▸ WHAT NEEDS TO BE DONE: Rewrite the part of the rows that opens with the line containing "tag: distant shoreline" and closes with the line containing "217 82 L 207", replacing "segment" with "outline" and leaving everything else unchanged.

▸ DATA SUPPLIED:

----------------------------------------

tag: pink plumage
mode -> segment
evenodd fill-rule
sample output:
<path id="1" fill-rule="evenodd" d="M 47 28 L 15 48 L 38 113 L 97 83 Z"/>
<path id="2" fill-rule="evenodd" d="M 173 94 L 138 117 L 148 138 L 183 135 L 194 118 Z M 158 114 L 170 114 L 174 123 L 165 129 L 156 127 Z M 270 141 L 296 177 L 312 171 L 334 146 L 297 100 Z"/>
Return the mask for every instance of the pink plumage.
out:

----------------------------------------

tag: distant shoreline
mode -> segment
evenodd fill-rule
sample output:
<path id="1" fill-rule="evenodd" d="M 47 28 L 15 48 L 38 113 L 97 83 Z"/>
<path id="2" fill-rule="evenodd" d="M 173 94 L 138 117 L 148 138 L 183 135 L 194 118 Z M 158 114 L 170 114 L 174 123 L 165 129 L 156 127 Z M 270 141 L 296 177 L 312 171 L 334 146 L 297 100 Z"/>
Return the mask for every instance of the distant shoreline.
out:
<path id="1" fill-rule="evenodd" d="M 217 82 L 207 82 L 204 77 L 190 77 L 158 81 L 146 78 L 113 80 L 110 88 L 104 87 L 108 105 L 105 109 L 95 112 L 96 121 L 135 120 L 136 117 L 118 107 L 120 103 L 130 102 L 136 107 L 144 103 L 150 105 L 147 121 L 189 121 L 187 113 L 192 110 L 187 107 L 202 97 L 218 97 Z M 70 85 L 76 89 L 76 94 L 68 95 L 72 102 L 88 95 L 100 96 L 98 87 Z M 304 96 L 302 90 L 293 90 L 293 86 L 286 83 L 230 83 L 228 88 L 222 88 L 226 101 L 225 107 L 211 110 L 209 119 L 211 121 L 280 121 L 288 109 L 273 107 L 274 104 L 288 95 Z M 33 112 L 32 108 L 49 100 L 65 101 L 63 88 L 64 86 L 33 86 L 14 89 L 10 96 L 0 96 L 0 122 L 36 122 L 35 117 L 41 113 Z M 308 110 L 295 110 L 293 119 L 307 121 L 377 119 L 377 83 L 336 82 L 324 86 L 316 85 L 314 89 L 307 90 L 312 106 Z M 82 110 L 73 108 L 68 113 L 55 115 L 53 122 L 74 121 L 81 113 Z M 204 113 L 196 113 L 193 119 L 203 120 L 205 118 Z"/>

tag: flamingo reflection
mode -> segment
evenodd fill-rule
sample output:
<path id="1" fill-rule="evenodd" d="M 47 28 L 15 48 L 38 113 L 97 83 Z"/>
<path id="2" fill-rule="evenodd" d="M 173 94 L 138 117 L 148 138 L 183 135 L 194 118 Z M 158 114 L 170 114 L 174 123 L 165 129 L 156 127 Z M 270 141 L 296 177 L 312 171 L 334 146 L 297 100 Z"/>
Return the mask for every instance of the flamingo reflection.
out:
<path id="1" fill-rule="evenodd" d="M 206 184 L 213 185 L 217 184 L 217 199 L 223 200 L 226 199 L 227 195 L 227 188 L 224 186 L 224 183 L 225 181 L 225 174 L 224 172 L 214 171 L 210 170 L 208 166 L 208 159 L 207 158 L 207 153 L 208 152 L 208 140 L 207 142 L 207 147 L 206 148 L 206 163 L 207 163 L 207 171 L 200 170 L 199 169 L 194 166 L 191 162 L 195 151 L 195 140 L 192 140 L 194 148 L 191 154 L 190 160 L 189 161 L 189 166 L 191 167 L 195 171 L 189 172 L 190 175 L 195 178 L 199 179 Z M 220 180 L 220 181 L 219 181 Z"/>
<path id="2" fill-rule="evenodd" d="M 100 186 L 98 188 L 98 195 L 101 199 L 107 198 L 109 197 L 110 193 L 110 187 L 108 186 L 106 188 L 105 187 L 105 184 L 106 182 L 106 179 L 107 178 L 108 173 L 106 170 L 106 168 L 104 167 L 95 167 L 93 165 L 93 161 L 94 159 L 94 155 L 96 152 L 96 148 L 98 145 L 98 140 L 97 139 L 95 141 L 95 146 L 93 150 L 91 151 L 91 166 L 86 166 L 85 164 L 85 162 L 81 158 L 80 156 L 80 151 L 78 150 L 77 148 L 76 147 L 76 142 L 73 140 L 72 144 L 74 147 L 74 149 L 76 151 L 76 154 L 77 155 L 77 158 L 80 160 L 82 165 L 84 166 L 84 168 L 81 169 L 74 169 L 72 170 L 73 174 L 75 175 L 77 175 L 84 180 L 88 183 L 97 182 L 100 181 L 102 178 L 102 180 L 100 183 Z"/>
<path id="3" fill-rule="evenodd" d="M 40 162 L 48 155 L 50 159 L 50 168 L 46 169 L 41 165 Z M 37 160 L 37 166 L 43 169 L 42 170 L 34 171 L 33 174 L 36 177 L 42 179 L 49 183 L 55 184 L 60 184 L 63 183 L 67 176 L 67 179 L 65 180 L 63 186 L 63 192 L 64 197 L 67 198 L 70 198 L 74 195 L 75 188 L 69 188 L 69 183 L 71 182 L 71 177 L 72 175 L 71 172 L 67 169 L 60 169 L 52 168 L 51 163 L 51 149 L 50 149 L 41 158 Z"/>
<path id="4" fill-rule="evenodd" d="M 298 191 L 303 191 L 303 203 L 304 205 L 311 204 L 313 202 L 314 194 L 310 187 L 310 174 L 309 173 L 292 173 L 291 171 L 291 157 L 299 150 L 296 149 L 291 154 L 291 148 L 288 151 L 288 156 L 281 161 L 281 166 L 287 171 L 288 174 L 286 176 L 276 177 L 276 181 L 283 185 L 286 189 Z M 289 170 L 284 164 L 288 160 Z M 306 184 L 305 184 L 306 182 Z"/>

----------------------------------------

▸ RESPONSE TO THE EXERCISE:
tag: distant shoreline
mode -> outline
evenodd fill-rule
sample output:
<path id="1" fill-rule="evenodd" d="M 47 28 L 15 48 L 38 113 L 97 83 Z"/>
<path id="2" fill-rule="evenodd" d="M 173 94 L 138 117 L 148 138 L 183 135 L 194 118 Z M 158 114 L 170 114 L 174 123 L 165 129 L 156 127 Z M 270 141 L 296 177 L 312 171 L 334 146 L 297 100 Z"/>
Return the mask for every instance of the distant shoreline.
out:
<path id="1" fill-rule="evenodd" d="M 217 82 L 207 82 L 204 77 L 190 77 L 158 81 L 146 78 L 113 80 L 110 88 L 104 87 L 108 105 L 105 109 L 95 112 L 96 121 L 135 120 L 136 117 L 118 107 L 120 103 L 130 102 L 136 107 L 144 103 L 150 105 L 147 121 L 189 121 L 187 113 L 192 110 L 187 107 L 202 97 L 218 97 Z M 70 85 L 76 89 L 76 94 L 68 95 L 72 102 L 88 95 L 100 96 L 98 87 Z M 304 96 L 302 90 L 293 90 L 293 86 L 286 83 L 230 83 L 228 88 L 222 88 L 226 101 L 225 107 L 211 110 L 209 119 L 211 121 L 280 121 L 288 109 L 273 107 L 274 104 L 288 95 Z M 33 112 L 32 108 L 49 100 L 65 101 L 63 88 L 64 86 L 33 86 L 14 89 L 10 96 L 0 96 L 0 122 L 36 122 L 35 117 L 41 113 Z M 308 110 L 295 110 L 293 119 L 307 121 L 377 119 L 377 83 L 336 82 L 324 86 L 316 85 L 314 89 L 307 90 L 312 106 Z M 82 110 L 73 108 L 68 113 L 55 115 L 53 122 L 74 121 L 81 113 Z M 204 113 L 196 113 L 193 119 L 203 120 L 205 118 Z"/>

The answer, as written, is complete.